Try it: Write the records out once more. Leave each line exactly as given.

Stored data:
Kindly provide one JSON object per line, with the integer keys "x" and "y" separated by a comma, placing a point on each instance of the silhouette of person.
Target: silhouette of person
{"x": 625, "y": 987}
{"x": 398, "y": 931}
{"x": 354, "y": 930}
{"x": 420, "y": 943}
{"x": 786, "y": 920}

Solution to this problem:
Kindly provide one JSON object per line, with the integer keys "x" and "y" separated by a comma, placing a point on each instance of the silhouette of person.
Target: silhouette of person
{"x": 625, "y": 987}
{"x": 398, "y": 931}
{"x": 354, "y": 930}
{"x": 420, "y": 943}
{"x": 786, "y": 920}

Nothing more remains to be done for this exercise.